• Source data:
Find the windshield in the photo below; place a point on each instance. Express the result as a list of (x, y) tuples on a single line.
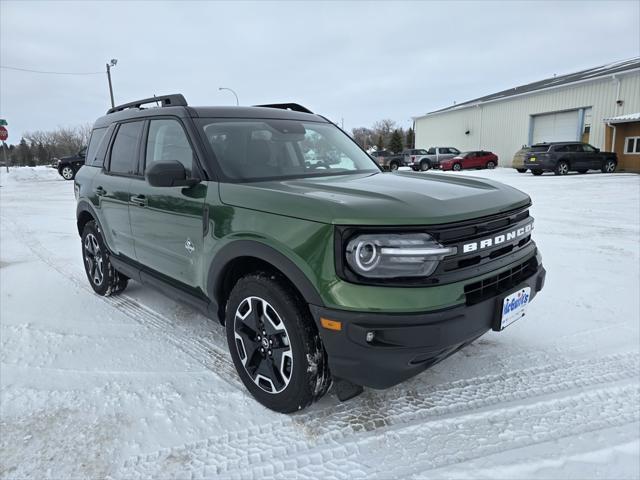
[(256, 149)]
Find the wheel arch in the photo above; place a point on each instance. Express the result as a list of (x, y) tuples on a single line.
[(242, 257)]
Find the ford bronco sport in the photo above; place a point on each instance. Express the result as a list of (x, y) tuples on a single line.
[(322, 268)]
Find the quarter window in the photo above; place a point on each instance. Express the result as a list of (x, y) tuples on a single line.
[(125, 149), (632, 145), (166, 142)]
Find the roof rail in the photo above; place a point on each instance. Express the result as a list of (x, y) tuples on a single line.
[(175, 100), (287, 106)]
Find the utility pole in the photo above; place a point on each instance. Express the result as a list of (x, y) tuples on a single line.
[(112, 63)]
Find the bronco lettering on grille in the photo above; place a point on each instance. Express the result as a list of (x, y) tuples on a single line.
[(498, 239)]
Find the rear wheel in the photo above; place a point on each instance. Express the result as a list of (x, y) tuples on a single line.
[(67, 173), (274, 344), (562, 168), (103, 277), (609, 166)]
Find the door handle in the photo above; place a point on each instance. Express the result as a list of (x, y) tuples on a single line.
[(139, 200)]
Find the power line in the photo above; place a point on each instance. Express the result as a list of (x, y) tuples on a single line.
[(48, 72)]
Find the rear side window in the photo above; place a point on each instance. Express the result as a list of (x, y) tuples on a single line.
[(94, 142), (125, 149), (167, 141)]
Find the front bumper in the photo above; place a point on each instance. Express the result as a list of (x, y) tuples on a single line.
[(406, 344)]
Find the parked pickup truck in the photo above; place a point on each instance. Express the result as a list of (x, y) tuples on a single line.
[(390, 161), (436, 154)]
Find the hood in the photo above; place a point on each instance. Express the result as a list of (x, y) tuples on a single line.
[(377, 199)]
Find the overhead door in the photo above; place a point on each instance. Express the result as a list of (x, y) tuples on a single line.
[(556, 127)]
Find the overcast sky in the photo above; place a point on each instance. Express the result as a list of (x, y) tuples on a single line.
[(355, 61)]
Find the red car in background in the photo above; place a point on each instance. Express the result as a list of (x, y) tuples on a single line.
[(474, 159)]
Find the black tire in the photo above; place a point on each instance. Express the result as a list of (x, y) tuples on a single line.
[(609, 166), (67, 172), (103, 277), (562, 168), (296, 380)]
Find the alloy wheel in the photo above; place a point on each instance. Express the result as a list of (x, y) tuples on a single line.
[(263, 345), (93, 259)]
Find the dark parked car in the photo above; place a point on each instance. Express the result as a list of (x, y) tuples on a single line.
[(390, 161), (320, 271), (69, 166), (474, 159), (563, 157)]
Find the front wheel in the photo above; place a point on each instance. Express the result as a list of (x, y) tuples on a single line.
[(562, 168), (103, 277), (609, 166), (274, 344), (67, 173)]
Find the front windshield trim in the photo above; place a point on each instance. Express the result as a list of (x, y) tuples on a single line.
[(362, 161)]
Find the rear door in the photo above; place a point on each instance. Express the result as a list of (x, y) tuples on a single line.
[(112, 185), (167, 222)]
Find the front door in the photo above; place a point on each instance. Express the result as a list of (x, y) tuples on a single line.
[(167, 222)]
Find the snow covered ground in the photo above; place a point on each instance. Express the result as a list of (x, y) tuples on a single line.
[(139, 386)]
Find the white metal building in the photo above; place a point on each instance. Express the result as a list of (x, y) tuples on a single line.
[(563, 108)]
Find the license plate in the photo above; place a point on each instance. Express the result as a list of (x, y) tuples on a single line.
[(514, 306)]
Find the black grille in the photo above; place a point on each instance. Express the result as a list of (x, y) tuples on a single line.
[(490, 287)]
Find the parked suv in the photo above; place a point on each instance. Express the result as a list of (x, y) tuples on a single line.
[(69, 166), (563, 157), (320, 271)]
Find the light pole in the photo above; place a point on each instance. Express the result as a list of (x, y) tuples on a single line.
[(234, 94), (112, 63)]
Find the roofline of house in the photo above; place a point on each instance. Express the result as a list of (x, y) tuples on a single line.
[(532, 92)]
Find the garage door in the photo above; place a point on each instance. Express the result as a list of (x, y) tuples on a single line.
[(556, 127)]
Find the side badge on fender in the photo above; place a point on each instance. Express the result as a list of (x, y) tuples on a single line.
[(188, 245)]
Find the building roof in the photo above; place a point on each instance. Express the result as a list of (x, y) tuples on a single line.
[(630, 117), (553, 82)]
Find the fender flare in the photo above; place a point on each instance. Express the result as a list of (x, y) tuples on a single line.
[(85, 206), (266, 253)]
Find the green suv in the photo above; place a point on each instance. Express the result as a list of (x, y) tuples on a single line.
[(323, 269)]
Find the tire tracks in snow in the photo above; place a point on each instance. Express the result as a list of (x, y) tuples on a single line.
[(306, 443), (198, 347)]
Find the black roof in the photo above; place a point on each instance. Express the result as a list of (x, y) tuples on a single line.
[(590, 73), (136, 110)]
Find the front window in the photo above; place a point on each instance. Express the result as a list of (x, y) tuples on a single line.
[(256, 149)]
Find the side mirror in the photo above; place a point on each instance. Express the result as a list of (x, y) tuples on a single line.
[(169, 174)]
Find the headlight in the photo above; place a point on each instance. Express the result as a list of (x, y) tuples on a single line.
[(395, 255)]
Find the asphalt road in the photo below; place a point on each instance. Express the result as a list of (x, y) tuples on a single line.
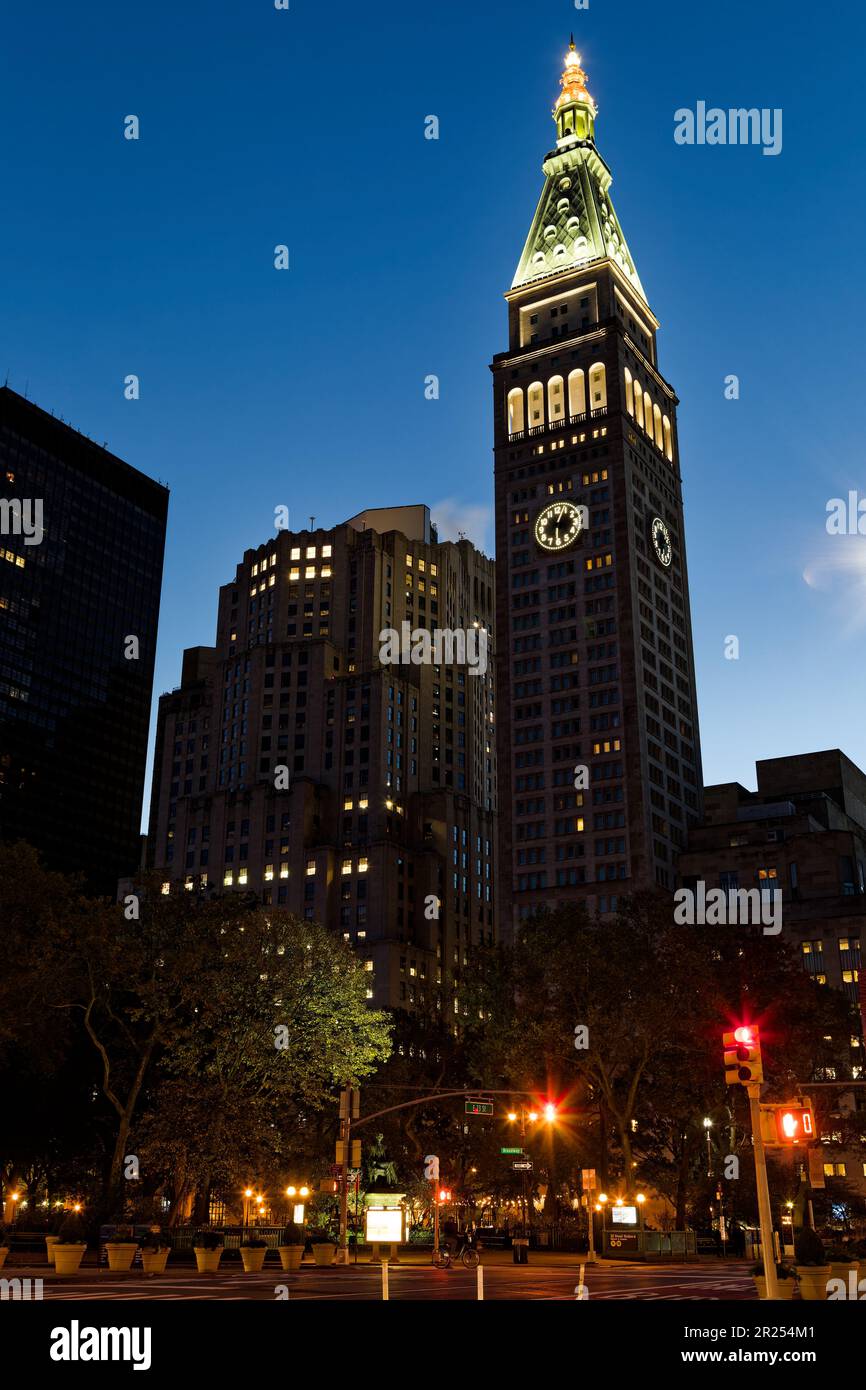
[(555, 1279)]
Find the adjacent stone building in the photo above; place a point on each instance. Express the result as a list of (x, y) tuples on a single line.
[(302, 759)]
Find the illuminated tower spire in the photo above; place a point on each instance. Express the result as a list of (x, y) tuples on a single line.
[(574, 223), (574, 111)]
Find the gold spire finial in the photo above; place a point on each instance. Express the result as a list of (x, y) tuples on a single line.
[(573, 82)]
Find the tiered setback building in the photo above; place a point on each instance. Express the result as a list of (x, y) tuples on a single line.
[(599, 758), (298, 763), (801, 833), (78, 622)]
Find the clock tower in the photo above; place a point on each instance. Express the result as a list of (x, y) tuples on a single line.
[(599, 756)]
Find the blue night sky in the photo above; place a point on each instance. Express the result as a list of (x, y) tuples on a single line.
[(306, 388)]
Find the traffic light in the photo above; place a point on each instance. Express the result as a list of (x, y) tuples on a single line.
[(794, 1123), (742, 1062)]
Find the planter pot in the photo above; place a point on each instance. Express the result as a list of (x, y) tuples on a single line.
[(154, 1261), (67, 1258), (121, 1254), (207, 1260), (813, 1282), (291, 1257)]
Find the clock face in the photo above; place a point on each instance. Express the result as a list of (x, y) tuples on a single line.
[(558, 526), (660, 542)]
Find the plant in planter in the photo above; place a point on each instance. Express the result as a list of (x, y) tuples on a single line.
[(786, 1279), (291, 1248), (207, 1251), (843, 1260), (812, 1268), (156, 1248), (252, 1254), (121, 1248), (70, 1246), (324, 1247)]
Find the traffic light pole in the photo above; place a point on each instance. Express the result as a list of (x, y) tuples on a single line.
[(768, 1248)]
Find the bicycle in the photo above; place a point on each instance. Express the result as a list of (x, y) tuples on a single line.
[(467, 1255)]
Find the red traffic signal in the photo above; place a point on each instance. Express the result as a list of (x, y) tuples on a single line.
[(742, 1062), (794, 1123)]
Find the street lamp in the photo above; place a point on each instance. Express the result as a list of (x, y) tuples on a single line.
[(708, 1126)]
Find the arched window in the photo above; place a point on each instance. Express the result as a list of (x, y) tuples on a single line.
[(577, 392), (598, 387), (669, 442), (628, 392), (516, 420)]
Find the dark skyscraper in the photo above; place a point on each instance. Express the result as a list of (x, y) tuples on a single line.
[(599, 759), (302, 762), (81, 562)]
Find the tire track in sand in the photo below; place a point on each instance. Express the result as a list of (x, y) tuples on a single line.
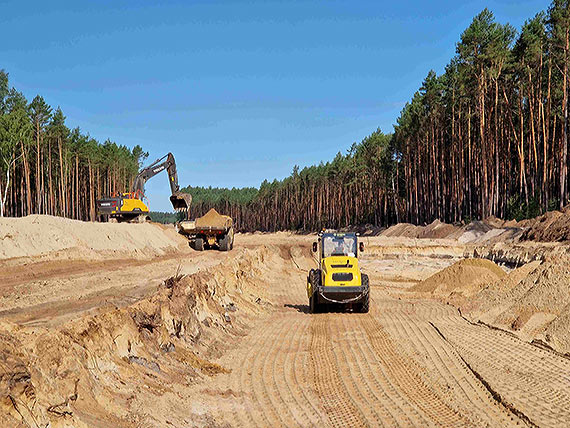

• TASK STATEMENT:
Copy every row above word for word, omitting the pictures.

• ANSWER TO THIS TASK:
Find the windshield in the photo below; place a point on each instance. Express the result as a list of (x, y) tuples on a single line.
[(256, 149)]
Find the wheel arch in the photo above; place a point on each instance. Express the result as a list of (x, y) tuples on a single line.
[(242, 257)]
Find the ford bronco sport in the photo above; place a point on each instance. Express the result as a list of (x, y) tuples on a single line.
[(322, 268)]
Find the quarter window in the photo above; place a point on each instance. Express the result as a list of (x, y) tuples on a single line.
[(125, 149), (632, 145), (166, 142)]
Find the roof rail in the photo above; place a point on each instance. Express the result as a list of (x, y) tuples on a single line.
[(175, 100), (287, 106)]
Find the utility pole in the photo above; place a point on each instance. Express the result as a list of (x, y) tuples on a single line.
[(112, 63)]
Find the bronco lettering on grille in the photo above; place a point on each instance. Express the result as a list of (x, y) tuples on a single line.
[(498, 239)]
Find the rear wheel in the photo above; place a point on each instance. Express the result as a list of (x, y) tuples on a single line.
[(67, 173), (274, 344), (562, 168), (103, 277), (609, 166)]
Find the door handle in the photo above; place a point on each instance. Express the result as a list of (x, y) tuples on a single line.
[(139, 200)]
Find the power line in the photo above; place a point on each instance. Express the result as a list of (x, y) tuples on a single line.
[(48, 72)]
Find the rear side window in the photo above; place a point on each instance. Express the result as a list of (x, y) tuples on a single line.
[(94, 142), (125, 149), (167, 141)]
Find the front bumper in the photo above; place a point on each instance. Express the result as a list of (x, y) tuples on a single line.
[(406, 344)]
Find the parked pickup truck in the photo above; place a point on each instance. Express the result as a list of (x, y) tuples on a single line.
[(390, 161), (436, 154)]
Find the hood in the photo above; place a point on each instance. Express the result as a list of (x, y) tuples on a single line.
[(377, 199)]
Find the overhead door in the photo above; place a point on each instance. Express the result as a list of (x, y) tuples on a single line.
[(556, 127)]
Find the overcast sky in the photo above; place a point on each instance. Express the result as a list of (x, y) tuples on a single line.
[(355, 61)]
Find the red car in background in the photo above; place a point on each instance. Express the result as a list of (x, y) tuples on a single line.
[(474, 159)]
Find the black tire in the photo above; place a point on each instance. Express the result as a list of (x, y) tuples on a single line.
[(609, 166), (67, 172), (103, 277), (562, 168), (296, 380)]
Find the alloy wheel in the photo above; place a point on each instance. Express the result as a list of (x, y) tuples on a single line.
[(263, 345), (93, 259)]
Find the dark parked car in the photo above; place a point on each instance. Express the result as a list of (x, y) tuples on a single line.
[(390, 161), (320, 271), (69, 166), (474, 159), (563, 157)]
Find the front wheel in the photo above; place a point on each instance. Express the result as a list of (x, y) tuples on a single line.
[(562, 168), (103, 277), (609, 166), (274, 344), (67, 173)]
Find the front windshield trim in the photo above; place a point on each instance. Express the result as a list of (x, y) tuples on a single line.
[(362, 161)]
Find the rear door in the photo above; place a point on each instance. Express the result as a list of (x, y) tuples on a single line.
[(112, 185), (167, 222)]
Find the front door in the photo above; place a point on each instance. Express the result as a list of (x, y) tuples on a single line.
[(167, 222)]
Find the snow covered ground in the photo above; place a point on each instance. Express the result as a list of (x, y) tuples on a single line.
[(139, 386)]
Find the white metal building in the photo above; place a point on each instance. Express the result as a list of (x, y) tuples on a single line.
[(563, 108)]
Find the license plate in the photo above; place a point on each instance. Express the result as a list of (x, y) tuples on a single line.
[(514, 306)]
Find the black grille in the photo above; place a point on each instance. Express the result as a list of (x, y) tuples on a single line.
[(490, 287)]
Find the parked suv in the photo above; place a point on each instance. Express the result as a list of (x, y) tuples on a single line.
[(69, 166), (563, 157), (320, 271)]
Find the light pole in the photo above; place a point on each instance. Express the result as a list of (x, y) tuples on a single line.
[(234, 94), (112, 63)]
Find the roofline of house in the photo above; place a point on each instance. Express the result as a list of (x, y) tuples on a single line.
[(532, 92)]
Find the garage door in the photo above; place a point on each instance. Express the result as a list of (x, y) tuples on a single line.
[(556, 127)]
Find the side badge on fender in the photo above; place a point on each instance. Express the result as a list of (x, y) tuples on a single line.
[(188, 245)]
Find the building roof in the photo above; place a point on each instance. Express the result as a list of (x, y) tuples on a single line.
[(630, 117), (553, 82)]
Find the fender flare in the photo above; place a point on each instance. Express the result as a list of (x, y) tuples on a single line.
[(85, 206), (266, 253)]
Find the green suv in the photo above; place a point on each instance. Express the result as a list of (x, y) tuples on a single line.
[(323, 269)]
Find the tire tracks in snow in the photo above; place a point on each instance. Express the result as a list of (x, y) tuples on a single line.
[(306, 443), (198, 347)]
Find the black roof in the photo above; place a point on each instance. Express the result as a list of (x, y) tuples on a single line.
[(590, 73), (136, 110)]
Find the front window in the photo above; place a point on each instance. Express the result as a list of (x, y) tuples on a single line.
[(256, 149)]
Find the side mirror in the photo above; place a point on each instance. Express the result as a list of (x, y) tuples on a single line.
[(169, 174)]
Find the headlight in the photo above; place a point on each instance. Express the result as a list of (x, y) tuples on a single line.
[(395, 255)]
Find the asphalt road in the photo below; place a point on each instance. Express the result as a list of (x, y) tuples on a single line.
[(555, 1279)]
Find the adjacent stone building in the photo above; place a point on each instance. Express the result as a list of (x, y) tuples on a single line.
[(302, 759)]
Find the illuminated tower spire in the photo above; place a point on each instance. Express the result as a list of (x, y) tuples on a single line.
[(574, 223), (574, 111)]
Find the gold spire finial in the photo above; place a point on each instance. Express the result as a list of (x, y) tuples on a single line.
[(573, 82)]
Find the tiered setback building in the photo above; place a point on each instance. Express the result as a list of (x, y) tuples on a single line.
[(599, 758), (298, 763), (801, 833), (78, 622)]
Find the clock tower in the photo above; place a point on each instance. Express the result as a list of (x, y) tuples on a single line.
[(599, 756)]
Find the blue night sky in the photo above; place a point on each instance. Express the result as a list of (x, y) tuples on a single line.
[(306, 388)]
Find the traffic light in the photo above; place a point on each instance. Express the result as a list of (x, y) tuples on a single line.
[(794, 1123), (742, 1062)]
Find the planter pot in the photo above; place a point on each instance. Express the result as a list of (x, y) tuples on a single line.
[(154, 1261), (67, 1258), (121, 1254), (207, 1260), (813, 1282), (291, 1257)]
Find the clock face in the photo above; place a point on each instance. Express the result as a list of (x, y) tuples on a single line.
[(558, 526), (660, 542)]
Find the plant in planter in the photo above; place a point on each instance. Express the result as a list of (x, y) tuples on a single line.
[(786, 1279), (291, 1248), (207, 1251), (843, 1260), (812, 1268), (156, 1248), (252, 1254), (121, 1248), (70, 1246), (324, 1247)]
Find the traffic light pole in the photo above; place a point on each instance. Express the result as a list of (x, y) tuples on a single line.
[(768, 1248)]
Find the bicycle in the photo above; place a point on each instance. Express the result as a list of (x, y) tuples on a single line.
[(467, 1255)]
Find the red traffic signal in the photo above; place a point on each instance. Express the result as a list of (x, y) tuples on a single line.
[(742, 1062), (794, 1123)]
Find the street lamp in the photo above; place a point on each instance. Express the result as a list of (x, y) tuples on a single line.
[(708, 1126)]
Find the arched window in the photo above; place a point on each instance. Express the result as a list of (x, y) tuples on a single line.
[(577, 392), (598, 387), (669, 442), (628, 392), (516, 420)]
Find the dark skyscraper in the photo above; place a point on each instance. Express the result as a list of (x, y) tuples on a single line.
[(599, 759), (302, 762), (81, 562)]
Find the tire track in sand in the photo below; place a point on each instance. Express the result as a list of (x, y) tuples on a single line.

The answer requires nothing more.